• What the task requires: Only one stretch of the data below is needed. Output the lines from the one with "box: [473, 424, 502, 455]" up to and including the one with "negative clicks: (698, 295)", exactly as they stand.

• Task data:
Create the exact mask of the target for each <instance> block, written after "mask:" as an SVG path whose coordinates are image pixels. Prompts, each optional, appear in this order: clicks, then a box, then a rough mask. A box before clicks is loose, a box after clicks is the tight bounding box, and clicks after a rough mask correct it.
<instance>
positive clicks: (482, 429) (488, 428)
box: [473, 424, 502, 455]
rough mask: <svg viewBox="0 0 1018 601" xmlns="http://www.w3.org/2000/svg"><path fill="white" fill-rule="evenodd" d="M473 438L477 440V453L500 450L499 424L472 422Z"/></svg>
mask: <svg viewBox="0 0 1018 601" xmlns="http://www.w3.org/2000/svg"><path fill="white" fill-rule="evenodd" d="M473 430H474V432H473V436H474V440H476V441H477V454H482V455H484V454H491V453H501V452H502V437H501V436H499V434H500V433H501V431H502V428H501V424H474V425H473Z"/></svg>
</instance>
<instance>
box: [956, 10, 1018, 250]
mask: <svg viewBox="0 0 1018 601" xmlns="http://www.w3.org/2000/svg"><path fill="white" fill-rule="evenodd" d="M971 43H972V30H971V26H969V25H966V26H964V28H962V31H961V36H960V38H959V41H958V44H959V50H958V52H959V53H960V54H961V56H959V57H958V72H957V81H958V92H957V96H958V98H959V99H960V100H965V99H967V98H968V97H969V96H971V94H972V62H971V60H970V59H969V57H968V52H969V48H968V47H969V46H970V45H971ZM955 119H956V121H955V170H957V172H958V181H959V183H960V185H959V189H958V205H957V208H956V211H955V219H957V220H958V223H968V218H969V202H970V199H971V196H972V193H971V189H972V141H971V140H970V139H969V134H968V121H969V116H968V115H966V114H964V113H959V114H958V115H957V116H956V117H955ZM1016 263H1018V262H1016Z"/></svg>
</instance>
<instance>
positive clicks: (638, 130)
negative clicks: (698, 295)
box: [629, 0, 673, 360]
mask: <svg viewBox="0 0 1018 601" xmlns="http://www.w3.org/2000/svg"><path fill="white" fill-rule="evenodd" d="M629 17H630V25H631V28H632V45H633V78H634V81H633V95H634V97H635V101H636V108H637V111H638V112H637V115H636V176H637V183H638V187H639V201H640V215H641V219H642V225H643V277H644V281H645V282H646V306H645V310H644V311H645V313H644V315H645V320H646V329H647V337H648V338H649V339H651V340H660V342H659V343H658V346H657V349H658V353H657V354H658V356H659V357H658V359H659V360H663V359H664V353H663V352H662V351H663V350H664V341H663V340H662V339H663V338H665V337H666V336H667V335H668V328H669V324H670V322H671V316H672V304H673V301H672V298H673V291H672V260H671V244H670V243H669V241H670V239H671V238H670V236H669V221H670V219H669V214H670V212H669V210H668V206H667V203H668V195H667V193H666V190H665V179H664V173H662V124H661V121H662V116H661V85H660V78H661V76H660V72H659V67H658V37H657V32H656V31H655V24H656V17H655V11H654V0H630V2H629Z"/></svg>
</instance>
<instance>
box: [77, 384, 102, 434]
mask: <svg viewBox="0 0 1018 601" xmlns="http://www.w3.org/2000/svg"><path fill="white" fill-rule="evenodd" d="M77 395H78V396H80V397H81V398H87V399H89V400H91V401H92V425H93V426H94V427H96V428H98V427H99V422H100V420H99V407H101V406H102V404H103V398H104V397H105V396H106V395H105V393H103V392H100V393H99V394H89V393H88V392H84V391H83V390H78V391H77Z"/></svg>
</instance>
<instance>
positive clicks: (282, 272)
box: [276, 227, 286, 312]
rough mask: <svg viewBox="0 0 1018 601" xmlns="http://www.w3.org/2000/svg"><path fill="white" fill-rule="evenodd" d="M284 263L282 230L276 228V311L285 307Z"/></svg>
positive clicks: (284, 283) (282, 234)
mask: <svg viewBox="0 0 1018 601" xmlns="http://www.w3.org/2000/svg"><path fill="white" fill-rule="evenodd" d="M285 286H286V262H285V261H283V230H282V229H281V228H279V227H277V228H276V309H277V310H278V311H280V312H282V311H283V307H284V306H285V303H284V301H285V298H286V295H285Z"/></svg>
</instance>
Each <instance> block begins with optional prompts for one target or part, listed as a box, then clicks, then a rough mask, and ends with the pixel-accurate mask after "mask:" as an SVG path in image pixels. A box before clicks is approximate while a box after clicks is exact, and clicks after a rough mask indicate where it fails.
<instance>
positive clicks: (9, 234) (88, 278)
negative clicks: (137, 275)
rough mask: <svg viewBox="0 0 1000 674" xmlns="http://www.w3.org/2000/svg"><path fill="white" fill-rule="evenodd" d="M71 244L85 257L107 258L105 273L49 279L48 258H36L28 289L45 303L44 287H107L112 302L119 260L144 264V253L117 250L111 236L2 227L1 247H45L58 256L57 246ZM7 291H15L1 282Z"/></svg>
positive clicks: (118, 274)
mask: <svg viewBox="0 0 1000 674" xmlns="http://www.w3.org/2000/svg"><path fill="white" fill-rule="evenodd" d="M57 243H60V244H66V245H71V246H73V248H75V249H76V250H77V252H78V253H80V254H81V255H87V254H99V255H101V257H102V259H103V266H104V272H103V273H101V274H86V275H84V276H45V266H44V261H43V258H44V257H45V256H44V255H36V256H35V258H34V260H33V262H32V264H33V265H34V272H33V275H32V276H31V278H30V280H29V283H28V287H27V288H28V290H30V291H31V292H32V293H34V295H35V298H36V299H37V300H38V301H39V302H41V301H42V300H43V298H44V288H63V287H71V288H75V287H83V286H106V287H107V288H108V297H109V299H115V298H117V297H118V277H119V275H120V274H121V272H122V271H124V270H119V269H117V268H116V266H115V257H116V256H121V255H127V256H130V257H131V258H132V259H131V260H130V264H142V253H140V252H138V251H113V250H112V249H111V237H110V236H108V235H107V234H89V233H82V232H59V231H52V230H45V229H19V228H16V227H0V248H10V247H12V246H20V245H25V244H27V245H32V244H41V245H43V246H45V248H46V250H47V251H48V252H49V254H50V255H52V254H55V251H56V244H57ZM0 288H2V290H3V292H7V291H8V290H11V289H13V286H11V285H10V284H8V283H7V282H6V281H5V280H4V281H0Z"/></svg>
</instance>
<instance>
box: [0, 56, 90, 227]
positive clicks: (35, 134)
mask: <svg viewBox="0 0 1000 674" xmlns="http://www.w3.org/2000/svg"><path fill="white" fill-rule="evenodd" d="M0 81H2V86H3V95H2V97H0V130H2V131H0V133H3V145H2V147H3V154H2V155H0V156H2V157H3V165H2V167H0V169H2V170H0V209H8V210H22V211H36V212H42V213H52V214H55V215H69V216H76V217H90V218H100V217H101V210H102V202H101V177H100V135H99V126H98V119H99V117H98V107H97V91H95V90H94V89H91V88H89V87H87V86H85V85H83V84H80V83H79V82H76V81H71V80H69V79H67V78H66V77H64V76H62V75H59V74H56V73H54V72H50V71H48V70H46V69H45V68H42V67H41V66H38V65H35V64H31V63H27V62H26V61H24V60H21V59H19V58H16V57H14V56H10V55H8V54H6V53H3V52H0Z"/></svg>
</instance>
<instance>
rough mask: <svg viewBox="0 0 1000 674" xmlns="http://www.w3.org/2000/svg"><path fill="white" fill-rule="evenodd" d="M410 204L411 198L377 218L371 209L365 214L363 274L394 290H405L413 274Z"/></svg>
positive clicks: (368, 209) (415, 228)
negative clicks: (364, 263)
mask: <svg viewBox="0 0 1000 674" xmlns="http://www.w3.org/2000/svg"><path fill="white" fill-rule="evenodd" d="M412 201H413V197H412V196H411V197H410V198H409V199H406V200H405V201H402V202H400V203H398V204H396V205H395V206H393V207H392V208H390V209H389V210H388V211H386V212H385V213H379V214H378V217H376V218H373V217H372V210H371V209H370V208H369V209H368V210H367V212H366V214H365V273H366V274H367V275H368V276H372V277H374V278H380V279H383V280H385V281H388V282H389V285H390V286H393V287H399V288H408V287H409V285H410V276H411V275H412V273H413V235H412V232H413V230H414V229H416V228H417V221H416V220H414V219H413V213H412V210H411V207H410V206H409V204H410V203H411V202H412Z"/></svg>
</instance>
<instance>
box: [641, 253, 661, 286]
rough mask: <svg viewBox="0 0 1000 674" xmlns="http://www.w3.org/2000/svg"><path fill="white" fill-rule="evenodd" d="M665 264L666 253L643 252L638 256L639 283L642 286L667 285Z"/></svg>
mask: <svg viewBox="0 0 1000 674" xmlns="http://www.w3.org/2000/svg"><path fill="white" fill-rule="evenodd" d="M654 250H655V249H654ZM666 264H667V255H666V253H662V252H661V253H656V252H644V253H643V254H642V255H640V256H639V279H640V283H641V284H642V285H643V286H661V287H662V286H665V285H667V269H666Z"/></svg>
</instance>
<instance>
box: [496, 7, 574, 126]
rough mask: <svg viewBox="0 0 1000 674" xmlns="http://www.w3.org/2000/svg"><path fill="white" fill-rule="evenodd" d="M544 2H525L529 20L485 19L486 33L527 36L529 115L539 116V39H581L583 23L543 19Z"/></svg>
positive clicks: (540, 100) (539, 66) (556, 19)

• Solved exercise:
box: [473, 424, 502, 455]
rough mask: <svg viewBox="0 0 1018 601" xmlns="http://www.w3.org/2000/svg"><path fill="white" fill-rule="evenodd" d="M473 438L477 440V453L500 450L499 424L472 422Z"/></svg>
mask: <svg viewBox="0 0 1018 601" xmlns="http://www.w3.org/2000/svg"><path fill="white" fill-rule="evenodd" d="M473 430H474V432H473V436H474V440H476V441H477V454H482V455H484V454H491V453H501V452H502V437H501V436H499V434H500V433H501V431H502V428H501V424H474V425H473Z"/></svg>
</instance>
<instance>
box: [956, 10, 1018, 250]
mask: <svg viewBox="0 0 1018 601" xmlns="http://www.w3.org/2000/svg"><path fill="white" fill-rule="evenodd" d="M971 43H972V30H971V26H969V25H966V26H964V28H962V31H961V36H960V38H959V41H958V44H959V50H958V52H959V53H960V54H961V56H959V57H958V72H957V81H958V92H957V96H958V98H959V99H960V100H965V99H967V98H968V97H969V96H971V94H972V62H971V60H970V59H969V57H968V52H969V48H968V47H969V46H970V45H971ZM955 119H956V121H955V170H957V172H958V181H959V183H960V185H959V189H958V205H957V208H956V211H955V219H957V220H958V223H968V218H969V202H970V199H971V196H972V193H971V189H972V141H971V140H970V139H969V134H968V121H969V116H968V115H966V114H964V113H959V114H958V115H957V116H956V117H955ZM1016 263H1018V262H1016Z"/></svg>
</instance>
<instance>
positive clicks: (638, 130)
negative clicks: (698, 295)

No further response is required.